### Tarefas a realizar
(1) Responda com base no texto sobre o atendimento a mães e recém-nascidos no hospital Nasser:
(a) Quantos leitos tem a unidade de terapia intensiva neonatal apoiada por MSF?
(b) Que função exerce Mohamad?
(c) Onde Khadra deu à luz?
(2) Prossiga com o texto sobre o atendimento a mães e recém-nascidos no hospital Nasser a partir do ponto em que ele termina.

Após as mulheres darem à luz, elas voltam rapidamente a condições insalubres, muitas vezes em tendas, onde a falta de alimentos e o estresse constante as colocam com seus recém-nascidos em maior risco de saúde.

“Algumas mulheres têm partos prematuros, muitas vezes com complicações pós-parto exacerbadas por suas condições de vida”, explica Mohamad, supervisor da equipe de enfermagem de MSF que trabalha na unidade de terapia intensiva neonatal do hospital Nasser. Além dos serviços de maternidade, MSF apoia a unidade de terapia intensiva neonatal, que é equipada com 29 leitos e incubadoras para recém-nascidos de alto risco.

“Não há […] fraldas nem roupas adequadas para o meu bebê. Viver em uma tenda expõe ele a condições extremas, sem sequer uma cama adequada”, lamenta Khadra, que deu à luz na maternidade do hospital Nasser.

### Seção de dados
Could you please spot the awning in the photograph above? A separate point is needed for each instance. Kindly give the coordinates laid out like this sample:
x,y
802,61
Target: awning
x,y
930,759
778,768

### Respostas do exercício
(1)
(a) 29 leitos.
(b) É supervisor da equipe de enfermagem de MSF que trabalha na unidade de terapia intensiva neonatal do hospital Nasser.
(c) Na maternidade do hospital Nasser.

(2)
Sendo a única maternidade funcional no sul de Gaza, o Hospital Nasser continuará a enfrentar desafios de capacidade. A reabertura das maternidades e das enfermarias pediátricas é um passo em frente na prestação de cuidados, mas um cessar-fogo imediato e sustentado em Gaza, juntamente com a ajuda humanitária irrestrita, é a única solução para aliviar o sofrimento das pessoas encurraladas na Faixa de Gaza, incluindo mulheres grávidas e crianças.